===== Приведенный отрывок =====

Как отмечают В.П. Алексеев и А.И. Першиц, экономические и идеологические принципы патриархата нередко активно внедрялись в жизнь мужскими тайными союзами: например, мужчины – члены таких объединений в масках грозных духов нападали на женщин, вымогая или отбирая их имущество, совершая насилия и даже убийства: при этом «тайные» союзы часто намеренно обнаруживали и афишировали свою антиженскую деятельность[65]. История обнаруживает множество мужских обществ («клубов»), где, в отрыве от матерей и других женщин, молодые люди с отрочества воспитывались в «мужских» обычаях, необязательности послушания матери и признания ее авторитета[66]. (Существовали также и женские союзы, «дома», «клубы». Они носили, как правило, вторичный характер и не были воинственными. Так, у африканских народов эти союзы играли роль важного фактора в общественной жизни, так как хозяйственные функции женщины были существенно значимыми[67]).

Кроме того, патриархат в эпоху классообразования все же не был универсальным порядком во взаимоотношениях полов. В некоторых обществах господство мужчин не установилось вплоть до возникновения ранних государств, да и то не вполне и окончательно выраженное – с сохранением влиятельного положения женщин. Однако, подчеркивают авторы «Истории первобытного общества», в большинстве своем это были общества, в которых практиковалось именно ручное земледелие, что еще раз с очевидностью указывает на роль межполового разделения труда, его влияния на отношения собственности и последующего переворота в положении полов[68]. Это же подтверждается и гораздо более ранними исследованиями: в местах, где кормились преимущественно охотой, значение женщины было не очень велико, где же плодами земли – господствовало влияние женщины (жены)[69]. «Руки женщины, – пишет Ю. Липперт, – впервые вертели жернов, она первая, ради своей дорогой ноши – ребенка, участвуя в охоте, заботливо, с трудом отыскивала и собирала питательные семена злаков, и там, где они росли, избирала место для очага, а впоследствии научилась искусно выращивать их… Таким образом, женщина дала образец предусмотрительного трудолюбия и сделалась матерью земледелия»[70].

Длительное время сохранялся у ряда народов (Древний Египет, Древняя Греция, африканские государства Лунда и Буганда и др.) и материнский счет родства. В Древнем Египте, иньском Китае, древней Спарте женщина, как известно, обладала достойным общественным статусом[71].

=====

[Условие задания]
Какой вид земледелия, согласно отрывку о патриархате, практиковался в большинстве обществ, где господство мужчин не установилось вплоть до возникновения ранних государств?

===== Исходные данные =====

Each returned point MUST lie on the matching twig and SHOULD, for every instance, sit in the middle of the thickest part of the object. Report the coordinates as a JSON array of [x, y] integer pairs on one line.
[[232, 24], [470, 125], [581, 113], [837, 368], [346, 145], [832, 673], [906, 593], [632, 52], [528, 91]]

=====

[Результат выполнения]
Ручное земледелие.